**Actions to take**
(a) In the forum post on powered speakers below, how many of the speakers in the writer's studio and home theater systems are internally powered?
(b) Pick up the forum post on powered speakers below after its final sentence and write a short continuation in the same voice.

**Document excerpt**
Powered speakers show audiophiles are confused


17 of 23 speakers in my studio and home theater systems are internally powered. My studio system is all Genelec and sounds very accurate. I know the best new concert and studio speakers are internally powered there are great technical reasons to design a speaker and an amp synergistically, this concept is much more important to sound quality than the vibration systems we often buy. How can an audiophile justify a vibration system of any sort with this in mind.

128x128donavabdear

BTW, you know who has a GREAT chapter in their book on the topic? Both Earl Geddes and Tomlinson Holman.

There are probably few books on speakers and acoustics I have not read over the last 20 years and I would not be surprised if not over 500 papers. Much of audio, acoustics, and speakers is not about right answers but right directions.

 

There are probably few books on speakers and acoustics I have not read over the last 20 years and I would not be surprised if not over 500 papers.

**Data**
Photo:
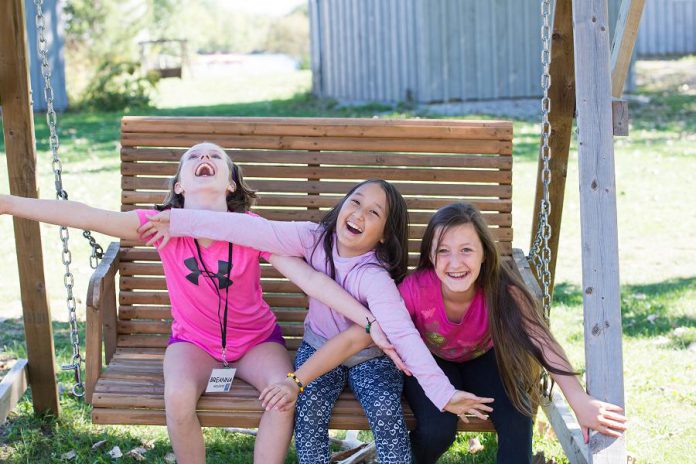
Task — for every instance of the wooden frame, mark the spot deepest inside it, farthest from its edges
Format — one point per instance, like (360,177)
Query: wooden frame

**Answers provided**
(a) 17 of the 23 speakers are internally powered.

(b)
If you are "all that" give me links to what you have PUBLISHED in peer reviewed journals, I got google for the rest. I never saw a bibliography that cited @thespeakerdude as a source.

As for the gurus in the industry I didn’t dis Storyk and if his research helps ME improve SQ great, give me a link.

BTW, of all the papers you read did you get any catalogs? Did you finally get some speakers???

His website was basically a brochure online, give me something that is research.

 

If you are "all that" give me links to what you have PUBLISHED in peer reviewed journals,

Sure, right after you give me links to all the peer reviewed articles you have published in your field.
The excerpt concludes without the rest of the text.